## BRIEF
Copy out each line from the start of the material below until the line with "the dark necktie", that line included.

## DATA FOR REVIEW
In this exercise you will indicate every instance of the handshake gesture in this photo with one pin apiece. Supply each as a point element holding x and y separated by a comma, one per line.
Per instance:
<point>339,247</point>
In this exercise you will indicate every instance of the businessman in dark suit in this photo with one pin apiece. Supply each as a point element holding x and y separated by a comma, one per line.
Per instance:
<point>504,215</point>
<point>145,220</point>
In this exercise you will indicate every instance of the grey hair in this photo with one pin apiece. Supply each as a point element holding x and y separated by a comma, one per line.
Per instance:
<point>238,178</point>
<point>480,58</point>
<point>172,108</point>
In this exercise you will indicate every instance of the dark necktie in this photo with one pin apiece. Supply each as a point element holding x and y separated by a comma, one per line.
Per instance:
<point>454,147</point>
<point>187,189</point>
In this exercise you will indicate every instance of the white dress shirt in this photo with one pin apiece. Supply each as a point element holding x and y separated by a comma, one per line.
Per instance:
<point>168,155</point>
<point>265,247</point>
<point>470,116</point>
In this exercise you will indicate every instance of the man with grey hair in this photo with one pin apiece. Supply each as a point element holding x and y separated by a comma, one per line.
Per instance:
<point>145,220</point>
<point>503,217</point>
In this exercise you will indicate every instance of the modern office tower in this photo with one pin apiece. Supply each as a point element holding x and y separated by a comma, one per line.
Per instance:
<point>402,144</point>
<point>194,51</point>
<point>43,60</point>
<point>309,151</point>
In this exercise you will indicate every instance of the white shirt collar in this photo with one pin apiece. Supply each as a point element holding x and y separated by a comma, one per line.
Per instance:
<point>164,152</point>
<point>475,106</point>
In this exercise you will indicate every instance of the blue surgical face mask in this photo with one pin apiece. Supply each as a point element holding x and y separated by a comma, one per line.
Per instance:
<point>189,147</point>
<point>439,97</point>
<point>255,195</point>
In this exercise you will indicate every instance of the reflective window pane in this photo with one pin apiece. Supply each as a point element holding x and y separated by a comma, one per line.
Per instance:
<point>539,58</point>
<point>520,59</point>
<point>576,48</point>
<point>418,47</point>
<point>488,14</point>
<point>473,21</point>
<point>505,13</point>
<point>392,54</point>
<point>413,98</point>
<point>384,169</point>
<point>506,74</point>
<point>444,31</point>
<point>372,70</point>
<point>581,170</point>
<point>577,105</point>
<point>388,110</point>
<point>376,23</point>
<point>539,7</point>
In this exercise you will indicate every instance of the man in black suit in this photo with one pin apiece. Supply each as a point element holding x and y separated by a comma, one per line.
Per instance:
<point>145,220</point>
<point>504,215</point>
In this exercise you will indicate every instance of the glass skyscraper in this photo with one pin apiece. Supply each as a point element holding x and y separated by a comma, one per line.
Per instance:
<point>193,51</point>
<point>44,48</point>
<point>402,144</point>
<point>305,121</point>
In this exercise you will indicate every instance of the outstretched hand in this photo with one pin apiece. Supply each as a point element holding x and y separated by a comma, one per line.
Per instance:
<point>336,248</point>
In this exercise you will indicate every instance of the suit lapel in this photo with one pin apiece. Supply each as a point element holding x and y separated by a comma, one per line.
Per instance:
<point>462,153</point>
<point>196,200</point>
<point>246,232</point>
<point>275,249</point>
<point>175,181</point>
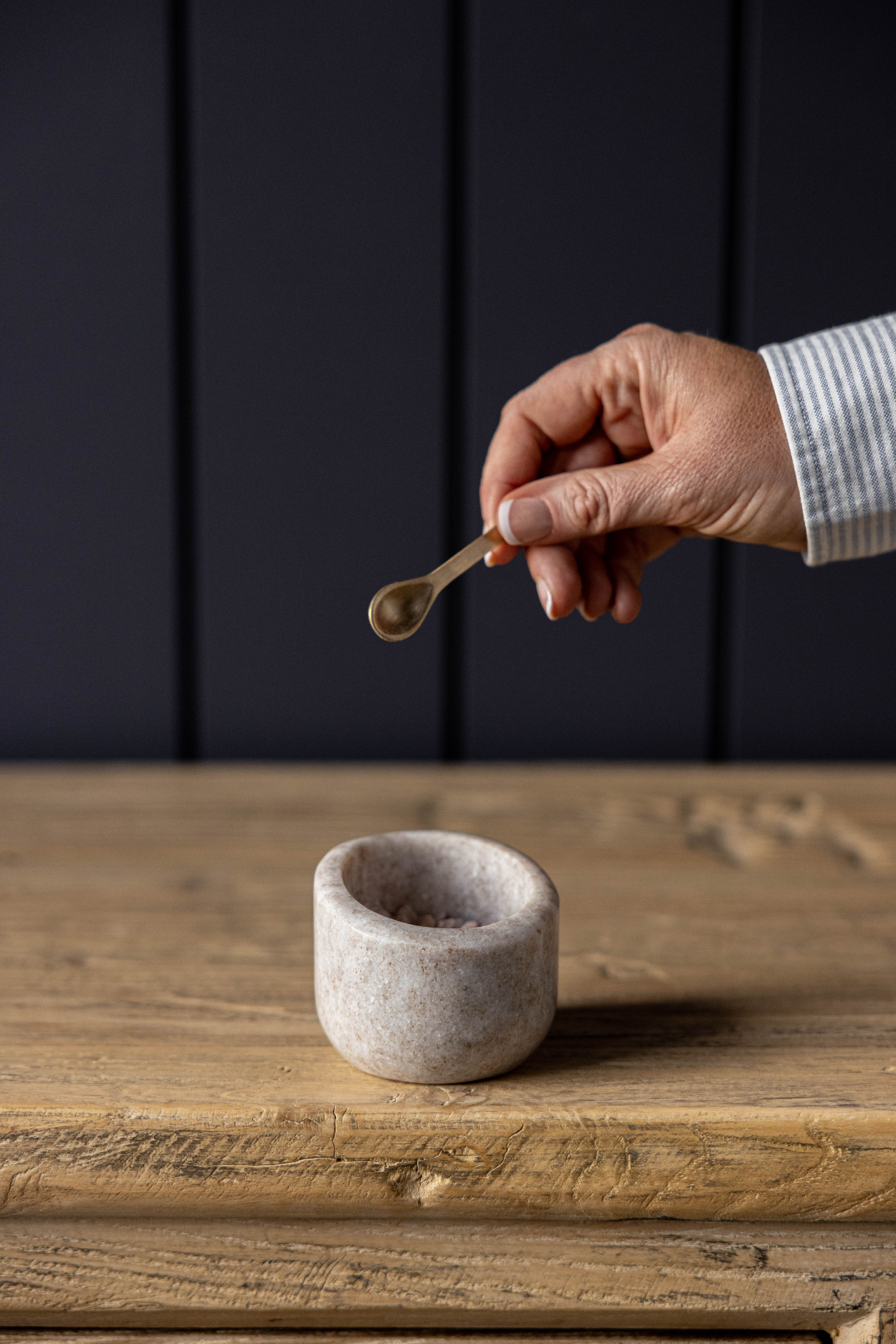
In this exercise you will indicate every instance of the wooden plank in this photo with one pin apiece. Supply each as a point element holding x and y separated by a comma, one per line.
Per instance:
<point>805,636</point>
<point>393,1336</point>
<point>320,226</point>
<point>725,1044</point>
<point>86,508</point>
<point>480,1276</point>
<point>591,209</point>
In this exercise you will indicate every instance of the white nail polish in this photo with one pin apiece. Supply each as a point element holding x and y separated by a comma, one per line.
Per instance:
<point>504,523</point>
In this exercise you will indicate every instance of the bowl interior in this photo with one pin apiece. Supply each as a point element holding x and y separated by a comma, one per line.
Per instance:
<point>438,875</point>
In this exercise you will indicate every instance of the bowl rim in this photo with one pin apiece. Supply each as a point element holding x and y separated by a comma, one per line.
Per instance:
<point>330,887</point>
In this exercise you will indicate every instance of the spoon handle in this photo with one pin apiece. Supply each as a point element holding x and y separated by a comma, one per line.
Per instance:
<point>465,559</point>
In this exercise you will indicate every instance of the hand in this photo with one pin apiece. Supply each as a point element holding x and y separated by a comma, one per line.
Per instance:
<point>613,456</point>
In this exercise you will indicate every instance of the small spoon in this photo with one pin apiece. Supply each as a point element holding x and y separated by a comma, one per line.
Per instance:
<point>399,609</point>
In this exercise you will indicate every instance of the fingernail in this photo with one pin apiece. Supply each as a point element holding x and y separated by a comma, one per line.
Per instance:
<point>523,522</point>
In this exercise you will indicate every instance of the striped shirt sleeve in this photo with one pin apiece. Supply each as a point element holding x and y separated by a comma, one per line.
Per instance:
<point>837,396</point>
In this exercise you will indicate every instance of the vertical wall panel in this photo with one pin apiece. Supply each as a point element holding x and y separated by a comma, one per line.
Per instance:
<point>86,583</point>
<point>598,182</point>
<point>320,132</point>
<point>816,648</point>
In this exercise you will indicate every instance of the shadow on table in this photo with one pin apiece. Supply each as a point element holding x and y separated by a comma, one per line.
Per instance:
<point>599,1035</point>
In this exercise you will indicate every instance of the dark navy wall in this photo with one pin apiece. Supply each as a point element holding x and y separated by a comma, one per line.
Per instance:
<point>87,651</point>
<point>267,273</point>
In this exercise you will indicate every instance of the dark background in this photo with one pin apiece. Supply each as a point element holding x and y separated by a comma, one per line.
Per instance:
<point>267,273</point>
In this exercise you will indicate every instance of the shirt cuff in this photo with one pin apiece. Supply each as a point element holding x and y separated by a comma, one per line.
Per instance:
<point>837,396</point>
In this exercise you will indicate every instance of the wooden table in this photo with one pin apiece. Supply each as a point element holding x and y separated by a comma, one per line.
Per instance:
<point>705,1141</point>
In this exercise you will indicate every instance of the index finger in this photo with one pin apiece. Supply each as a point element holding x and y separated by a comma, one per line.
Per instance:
<point>556,410</point>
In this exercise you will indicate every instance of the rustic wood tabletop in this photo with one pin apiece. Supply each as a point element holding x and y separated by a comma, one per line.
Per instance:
<point>725,1055</point>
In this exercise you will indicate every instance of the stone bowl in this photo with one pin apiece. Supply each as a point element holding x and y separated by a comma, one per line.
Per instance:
<point>434,1004</point>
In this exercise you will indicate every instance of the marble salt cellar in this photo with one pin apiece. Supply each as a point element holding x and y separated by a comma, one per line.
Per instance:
<point>434,1004</point>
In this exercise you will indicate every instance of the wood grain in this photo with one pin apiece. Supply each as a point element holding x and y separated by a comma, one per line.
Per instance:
<point>725,1044</point>
<point>396,1336</point>
<point>204,1274</point>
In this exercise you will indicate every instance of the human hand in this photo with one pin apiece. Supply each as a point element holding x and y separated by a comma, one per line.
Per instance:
<point>610,457</point>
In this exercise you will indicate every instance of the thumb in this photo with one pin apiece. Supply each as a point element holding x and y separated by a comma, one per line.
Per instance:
<point>591,503</point>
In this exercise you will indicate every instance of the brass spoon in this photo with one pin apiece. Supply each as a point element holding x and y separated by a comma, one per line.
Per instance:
<point>399,609</point>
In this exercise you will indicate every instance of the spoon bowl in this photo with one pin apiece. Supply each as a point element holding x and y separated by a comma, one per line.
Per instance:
<point>399,609</point>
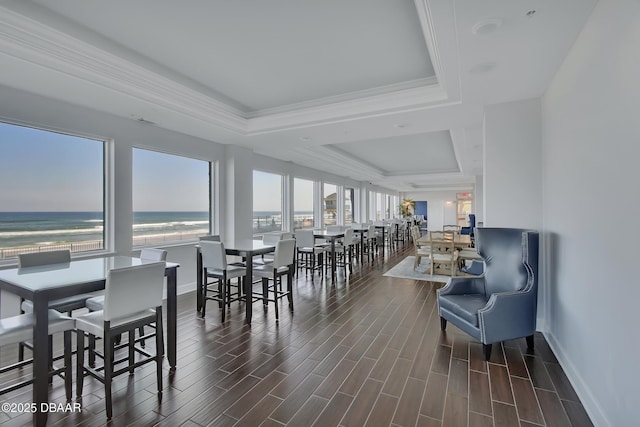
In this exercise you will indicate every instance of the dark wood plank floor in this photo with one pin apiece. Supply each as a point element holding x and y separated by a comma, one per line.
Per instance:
<point>365,351</point>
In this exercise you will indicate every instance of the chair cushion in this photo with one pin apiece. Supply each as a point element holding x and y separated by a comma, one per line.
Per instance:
<point>464,306</point>
<point>232,272</point>
<point>315,250</point>
<point>267,270</point>
<point>95,303</point>
<point>63,304</point>
<point>93,322</point>
<point>20,328</point>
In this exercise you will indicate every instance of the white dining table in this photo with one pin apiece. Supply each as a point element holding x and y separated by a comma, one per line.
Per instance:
<point>42,284</point>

## SOLUTION TO THE PROBLEM
In this exercise you will indicate every instance of the handshake gesture in this photo with one pin apiece. Supply each as a point element holding x and y separated by a comma, one per line.
Per instance:
<point>339,247</point>
In this exercise you will indicate every instance of the businessman in dark suit in this photo with one pin apiece. Supply each as a point element holding x and y separated by a comma, one per line.
Per instance:
<point>504,215</point>
<point>145,220</point>
In this exercise you will indicate every instance of the grey hair in this photo with one pin apiece. Supply each as a point element holding x and y separated by a comma, one per line.
Per instance:
<point>238,178</point>
<point>480,58</point>
<point>172,108</point>
In this exercise you will indicate every instance of the dark necktie in this photo with one pin apiece. Supply each as a point element holding x and y separated by a comma, one per line.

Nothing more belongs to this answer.